## Exercises
- A) In the post on the energy sell-off, what does the author say Saudi Arabia's record increases to its OSPs mean for buyers of oil? Answer in one to three sentences.
- B) Continue the post on the energy sell-off from the end of its last paragraph.

## Text
---

Market is delusional - but energy dividends will be very real

How I'm thinking about the current energy sell off

This is going to be a quick, ranting post. The current narrative out there is that inflation has peaked, we’ve entered a recession, and oil is pricing in $50/bbl. Colombia state owned oil company, EC, which just last week paid an $86c special dividend, traded below $10 today. Exxon just last week put out an 8k that effectively guided for billions more in additional profits. Saudi Arabia raised its OSPs (price differentials vs Brent) by record levels (meaning you can’t buy physical oil as cheaply as you can in the paper market). Europe is turning on oil and coal plants as fast as they possibly can. Gas plants with oil backups are switching. Refining cracks remain extremely high. There is every indication that the physical oil market remain extremely tight, and coal is even tighter. Natural gas, while down in the US, is seeing exponential increases in Europe and Asia.

---

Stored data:
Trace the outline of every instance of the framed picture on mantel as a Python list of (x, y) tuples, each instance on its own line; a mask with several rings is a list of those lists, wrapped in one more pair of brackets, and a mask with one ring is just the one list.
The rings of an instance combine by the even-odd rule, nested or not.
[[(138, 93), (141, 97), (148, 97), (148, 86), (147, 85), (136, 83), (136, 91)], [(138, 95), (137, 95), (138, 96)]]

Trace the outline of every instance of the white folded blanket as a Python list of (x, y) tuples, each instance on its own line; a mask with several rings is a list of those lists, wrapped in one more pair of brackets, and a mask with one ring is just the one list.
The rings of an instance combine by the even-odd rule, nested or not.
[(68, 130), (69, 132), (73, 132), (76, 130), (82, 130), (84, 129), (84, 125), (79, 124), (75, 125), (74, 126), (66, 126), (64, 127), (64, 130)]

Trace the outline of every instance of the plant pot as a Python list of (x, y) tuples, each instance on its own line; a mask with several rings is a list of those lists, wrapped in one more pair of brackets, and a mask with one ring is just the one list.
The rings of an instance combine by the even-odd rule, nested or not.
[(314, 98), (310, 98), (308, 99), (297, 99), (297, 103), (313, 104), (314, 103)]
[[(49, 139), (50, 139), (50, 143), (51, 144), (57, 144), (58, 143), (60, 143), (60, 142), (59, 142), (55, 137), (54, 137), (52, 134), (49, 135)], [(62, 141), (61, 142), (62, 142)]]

---

## Answers for the tasks
- A) The OSPs are price differentials against Brent, and raising them by record levels means physical oil cannot be bought as cheaply as oil in the paper market.

- B)
All of this, and yet energy stocks have in some cases sold to covid lows. The entire energy complex is trading like March 2020. Some are now red YTD, and virtually all have given up their post Russian invasion of Ukraine gains. Energy bulls, those who have not been wiped out yet, have either capitulated or are tapped out. Net long positioning in oil is the lowest in years.

So what does one do? For me, I learned my lesson on leverage back in January and have avoided both margin debt and excessive options exposure. I had been selling calls against 20% or so of my net long exposure. Today I capitulated and sold OTM calls against most of my long exposure. My top bets are PBR, EC, and TGA - three stocks that I see yielding north of 30%. Selling 4-6M OTM calls added ~10% to my expected yields, and should my shares get called away, they will get called away above my existing cost basis, on top of the very large dividends I’m expecting to continue from each name.

The best you can hope for is to take profits in the good times and behave defensively in the bad times. I’m still up 28% YTD but as of today have given up about half of my YTD gains. Selling calls against these big yielders was about locking in some additional yield, locking in some of those gains, and raising more cash should the sell off continue.

When I look around, I continue to see no sector of the market with fundamentals like energy. Any short term demand destruction will only result in more consumption. Rig counts across the world remain below pre covid levels. OPEC has struggled to even maintain production, much less increase it. EIA monthly data came out today, and US oil production actually fell in April.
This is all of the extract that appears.